_PROBLEM DESCRIPTION_
Copy out the material below in full, but not its images.

_MATERIAL PROVIDED_
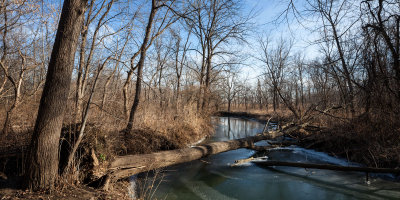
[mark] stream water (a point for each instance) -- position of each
(214, 178)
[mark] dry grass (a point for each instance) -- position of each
(373, 139)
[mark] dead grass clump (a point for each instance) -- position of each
(146, 140)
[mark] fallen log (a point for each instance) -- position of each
(329, 167)
(126, 166)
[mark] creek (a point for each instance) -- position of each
(214, 178)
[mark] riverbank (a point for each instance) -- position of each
(99, 147)
(373, 144)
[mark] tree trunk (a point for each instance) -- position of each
(140, 66)
(42, 162)
(126, 166)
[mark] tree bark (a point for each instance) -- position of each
(42, 162)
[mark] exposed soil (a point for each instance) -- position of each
(106, 145)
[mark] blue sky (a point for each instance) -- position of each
(267, 12)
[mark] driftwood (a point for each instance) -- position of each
(126, 166)
(329, 167)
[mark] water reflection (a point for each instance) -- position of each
(213, 178)
(229, 128)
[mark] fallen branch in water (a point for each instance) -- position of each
(126, 166)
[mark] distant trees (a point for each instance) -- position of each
(42, 160)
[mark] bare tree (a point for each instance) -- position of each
(43, 159)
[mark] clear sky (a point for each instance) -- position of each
(266, 24)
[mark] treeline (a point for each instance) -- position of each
(356, 74)
(116, 64)
(166, 54)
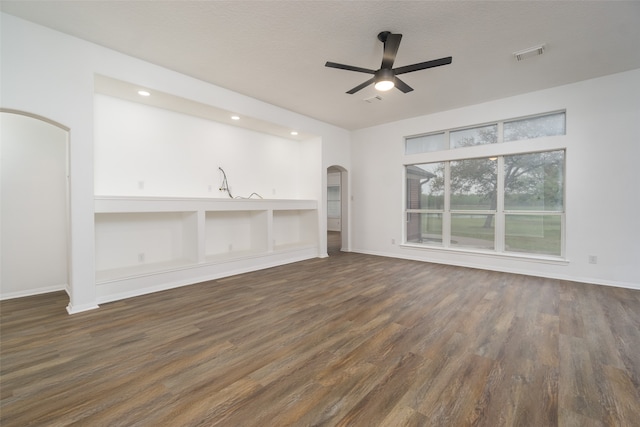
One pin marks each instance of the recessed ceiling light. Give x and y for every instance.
(529, 52)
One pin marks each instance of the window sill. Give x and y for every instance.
(545, 259)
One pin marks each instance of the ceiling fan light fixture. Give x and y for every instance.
(384, 85)
(384, 79)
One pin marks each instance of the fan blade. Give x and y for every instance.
(349, 68)
(391, 45)
(422, 65)
(361, 86)
(402, 86)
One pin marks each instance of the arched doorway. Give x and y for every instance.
(34, 244)
(337, 209)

_FINAL ANSWER_
[mark] stream water (a point for each instance) -- position of each
(214, 178)
[mark] dry grass (a point for each instance) -- position of each
(373, 139)
[mark] dead grass clump (a point for each instance) -- position of each
(146, 140)
[mark] fallen log (a point for each instance) -- position of each
(329, 167)
(126, 166)
[mark] creek (a point for each instance) -- position of each
(214, 178)
[mark] riverbank (a point for each instance) -- position of each
(99, 147)
(373, 144)
[mark] tree trunk (a point for each instance) -- position of each
(140, 66)
(42, 162)
(126, 166)
[mark] tree bark (a point for each instance) -- position of each
(42, 162)
[mark] exposed soil (a point for each instance) -- position of each
(106, 145)
[mark] blue sky (a point for each instance) -- position of each
(267, 12)
[mark] driftwood (a point for each instance) -- position of each
(126, 166)
(329, 167)
[mark] water reflection (a point for each instance) -- position of each
(213, 178)
(229, 128)
[mark] fallen branch in water (a point for each instance) -- position of each
(126, 166)
[mark] distant trees (a point for each instance) -- position of each
(42, 160)
[mark] bare tree (a point for each instance) -- position of each
(43, 159)
[mark] clear sky (a point for each instance) -- position of each
(266, 24)
[mark] treeline (a point for each instance) -- position of each
(356, 74)
(116, 64)
(166, 54)
One pin marks each instance of the recessed ceiling light. Give x and y for every instance.
(529, 52)
One pin marks each instance of the window sill. Give x and y for every instance.
(545, 259)
One pin marks each instance of the ceiling fan light fixture. Give x and y for every instance.
(384, 85)
(384, 79)
One pin marks each instance of the fan blade. Give x and y for every instance.
(349, 68)
(391, 45)
(422, 65)
(361, 86)
(402, 86)
One pin marks each instance of the arched doorway. Give x and y for every instance.
(34, 244)
(337, 209)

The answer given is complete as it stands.